そして、そんな侘びしさあふれる路線に、今春から観光列車が走る。

「ことこと列車」の車内。天井はステンドグラス、インテリアに大川組子を使うなど、豪華な雰囲気が漂う(筆者撮影)

その名も「ことこと列車」。JR九州の車両デザインでおなじみの水戸岡鋭治氏が手がける観光列車で、車内で供される料理は福岡市内の「La Maison de la Nature Goh」の福山剛シェフが監修した本格フレンチだ。

福智山など車窓の見どころでは、スピードを時速15kmまで落として走るなど、平成筑豊鉄道の沿線をたっぷり楽しめる観光列車になるという。

「思った以上」の仕上がり

この「ことこと列車」について、平成筑豊鉄道の河合賢一社長は「思った以上にいい車両ができた」と胸を張る。

▶ _課題_:
**a)** 「ことこと列車」についての本文のうち、「そして、そんな侘びしさあふれる路線に、今春から観光列車が走る。」で始まり「い車両ができた」と胸を張る。」まで続く部分を書き写しなさい。
**b)** 下に並ぶ行から「window」という語を含む行をすべて選び出し、それぞれそのまま書き写しなさい。

ポインティング用データセットの記録:

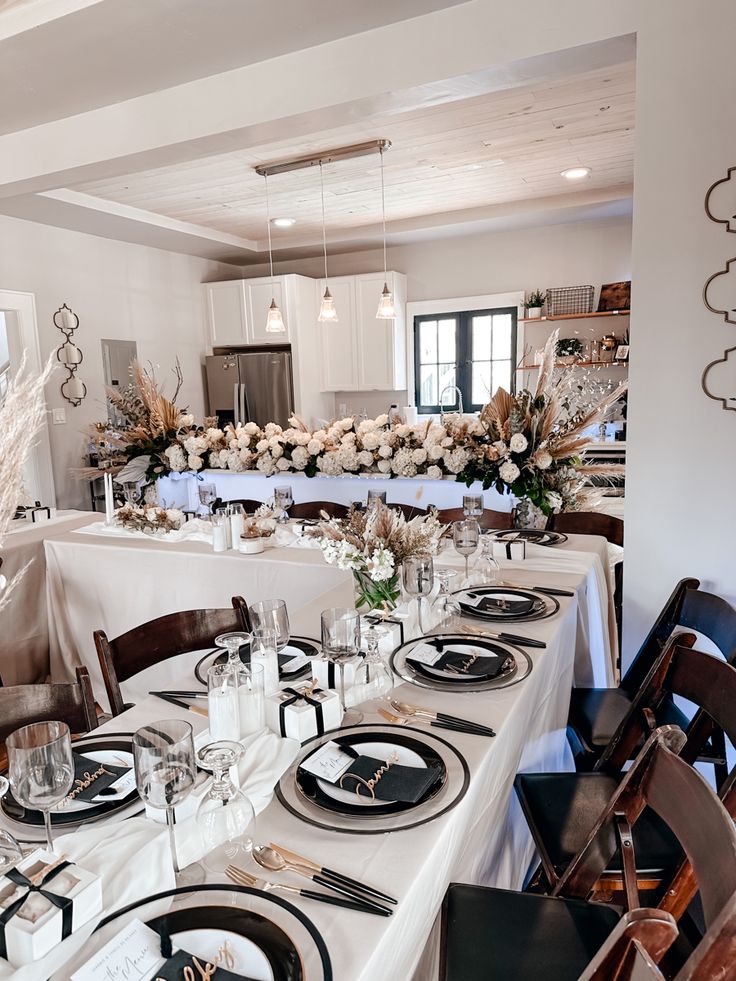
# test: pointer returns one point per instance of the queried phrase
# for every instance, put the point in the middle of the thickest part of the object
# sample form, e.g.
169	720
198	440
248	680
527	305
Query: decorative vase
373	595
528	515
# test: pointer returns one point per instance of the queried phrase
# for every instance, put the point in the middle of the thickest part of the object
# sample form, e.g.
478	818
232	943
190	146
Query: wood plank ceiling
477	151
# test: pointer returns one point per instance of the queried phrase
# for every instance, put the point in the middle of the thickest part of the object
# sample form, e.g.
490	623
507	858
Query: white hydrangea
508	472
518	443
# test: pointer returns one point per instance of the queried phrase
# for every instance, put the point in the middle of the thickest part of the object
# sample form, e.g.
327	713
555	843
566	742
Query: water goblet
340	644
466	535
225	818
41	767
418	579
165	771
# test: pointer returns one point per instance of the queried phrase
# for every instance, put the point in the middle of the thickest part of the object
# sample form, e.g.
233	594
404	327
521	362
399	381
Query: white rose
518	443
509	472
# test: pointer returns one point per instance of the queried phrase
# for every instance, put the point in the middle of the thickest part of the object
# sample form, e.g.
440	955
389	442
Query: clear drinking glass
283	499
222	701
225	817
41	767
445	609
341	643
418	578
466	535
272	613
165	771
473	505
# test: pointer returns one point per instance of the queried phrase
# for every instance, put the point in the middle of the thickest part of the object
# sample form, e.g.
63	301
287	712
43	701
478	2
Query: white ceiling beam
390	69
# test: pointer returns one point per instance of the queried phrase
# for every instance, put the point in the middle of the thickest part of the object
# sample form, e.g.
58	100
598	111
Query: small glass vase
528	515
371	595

--

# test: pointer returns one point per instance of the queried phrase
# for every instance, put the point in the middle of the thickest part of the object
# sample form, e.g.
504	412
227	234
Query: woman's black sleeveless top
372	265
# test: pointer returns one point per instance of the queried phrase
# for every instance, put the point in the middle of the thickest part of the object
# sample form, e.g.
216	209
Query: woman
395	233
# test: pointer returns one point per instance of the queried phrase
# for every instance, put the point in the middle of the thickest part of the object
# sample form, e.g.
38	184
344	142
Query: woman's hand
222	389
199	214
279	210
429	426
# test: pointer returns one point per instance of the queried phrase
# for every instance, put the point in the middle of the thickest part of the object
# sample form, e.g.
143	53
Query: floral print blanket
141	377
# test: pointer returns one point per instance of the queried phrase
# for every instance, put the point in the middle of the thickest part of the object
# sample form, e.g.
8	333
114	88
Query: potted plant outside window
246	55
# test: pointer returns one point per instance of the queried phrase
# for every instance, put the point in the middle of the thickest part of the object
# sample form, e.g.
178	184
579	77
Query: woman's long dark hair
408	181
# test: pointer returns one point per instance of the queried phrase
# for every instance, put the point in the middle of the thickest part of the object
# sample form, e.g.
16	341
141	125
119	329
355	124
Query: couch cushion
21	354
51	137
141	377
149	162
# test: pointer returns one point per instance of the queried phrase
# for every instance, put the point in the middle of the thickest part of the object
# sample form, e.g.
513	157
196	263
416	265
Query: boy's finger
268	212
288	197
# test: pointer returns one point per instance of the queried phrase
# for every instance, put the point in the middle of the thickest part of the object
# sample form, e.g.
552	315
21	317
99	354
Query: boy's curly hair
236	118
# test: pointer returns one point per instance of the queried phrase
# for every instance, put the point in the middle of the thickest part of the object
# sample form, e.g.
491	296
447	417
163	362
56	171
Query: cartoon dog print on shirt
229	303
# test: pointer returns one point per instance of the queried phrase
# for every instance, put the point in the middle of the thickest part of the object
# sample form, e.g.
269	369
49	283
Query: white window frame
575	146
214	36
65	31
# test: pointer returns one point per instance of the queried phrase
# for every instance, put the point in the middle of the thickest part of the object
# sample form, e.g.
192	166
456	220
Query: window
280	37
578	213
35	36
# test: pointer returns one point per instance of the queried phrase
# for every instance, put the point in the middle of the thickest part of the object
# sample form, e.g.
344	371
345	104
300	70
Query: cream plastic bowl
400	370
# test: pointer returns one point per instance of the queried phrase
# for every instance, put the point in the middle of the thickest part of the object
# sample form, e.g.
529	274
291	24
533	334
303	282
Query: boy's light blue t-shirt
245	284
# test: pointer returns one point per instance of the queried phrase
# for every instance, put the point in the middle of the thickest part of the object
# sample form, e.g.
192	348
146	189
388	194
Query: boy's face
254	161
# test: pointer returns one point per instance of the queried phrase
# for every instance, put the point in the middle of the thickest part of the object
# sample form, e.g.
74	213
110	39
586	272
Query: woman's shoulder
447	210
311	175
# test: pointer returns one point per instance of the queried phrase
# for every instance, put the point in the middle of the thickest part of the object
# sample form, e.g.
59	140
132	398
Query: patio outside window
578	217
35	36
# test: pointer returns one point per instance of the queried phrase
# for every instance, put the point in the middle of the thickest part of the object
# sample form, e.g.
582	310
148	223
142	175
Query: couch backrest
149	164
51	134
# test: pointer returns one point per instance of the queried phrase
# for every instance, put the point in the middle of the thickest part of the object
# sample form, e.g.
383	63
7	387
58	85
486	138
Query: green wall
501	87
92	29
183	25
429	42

--

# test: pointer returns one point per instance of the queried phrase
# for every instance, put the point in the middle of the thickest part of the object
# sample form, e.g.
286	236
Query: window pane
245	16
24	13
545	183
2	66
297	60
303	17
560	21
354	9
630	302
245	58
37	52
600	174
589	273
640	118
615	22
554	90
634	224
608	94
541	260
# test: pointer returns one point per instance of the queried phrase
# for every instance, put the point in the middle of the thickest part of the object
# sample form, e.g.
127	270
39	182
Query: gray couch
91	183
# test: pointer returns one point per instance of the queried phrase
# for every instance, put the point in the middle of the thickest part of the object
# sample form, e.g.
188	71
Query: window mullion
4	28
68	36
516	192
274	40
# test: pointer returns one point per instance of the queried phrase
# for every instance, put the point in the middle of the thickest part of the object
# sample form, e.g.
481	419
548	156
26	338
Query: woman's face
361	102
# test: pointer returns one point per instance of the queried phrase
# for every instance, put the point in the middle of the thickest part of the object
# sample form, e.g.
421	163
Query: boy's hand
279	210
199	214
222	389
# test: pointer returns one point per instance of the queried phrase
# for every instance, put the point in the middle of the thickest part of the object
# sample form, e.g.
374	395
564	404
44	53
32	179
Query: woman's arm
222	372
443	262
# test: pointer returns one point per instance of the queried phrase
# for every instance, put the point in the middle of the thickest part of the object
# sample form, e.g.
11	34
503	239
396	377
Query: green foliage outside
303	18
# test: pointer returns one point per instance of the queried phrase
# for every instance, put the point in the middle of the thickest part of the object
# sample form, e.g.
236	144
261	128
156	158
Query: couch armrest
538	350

▶ _解答_:
**a)**
そして、そんな侘びしさあふれる路線に、今春から観光列車が走る。

「ことこと列車」の車内。天井はステンドグラス、インテリアに大川組子を使うなど、豪華な雰囲気が漂う(筆者撮影)

その名も「ことこと列車」。JR九州の車両デザインでおなじみの水戸岡鋭治氏が手がける観光列車で、車内で供される料理は福岡市内の「La Maison de la Nature Goh」の福山剛シェフが監修した本格フレンチだ。

福智山など車窓の見どころでは、スピードを時速15kmまで落として走るなど、平成筑豊鉄道の沿線をたっぷり楽しめる観光列車になるという。

「思った以上」の仕上がり

この「ことこと列車」について、平成筑豊鉄道の河合賢一社長は「思った以上にいい車両ができた」と胸を張る。

**b)**
Query: potted plant outside window
Query: white window frame
Query: window
Query: patio outside window
Query: window pane
Query: window mullion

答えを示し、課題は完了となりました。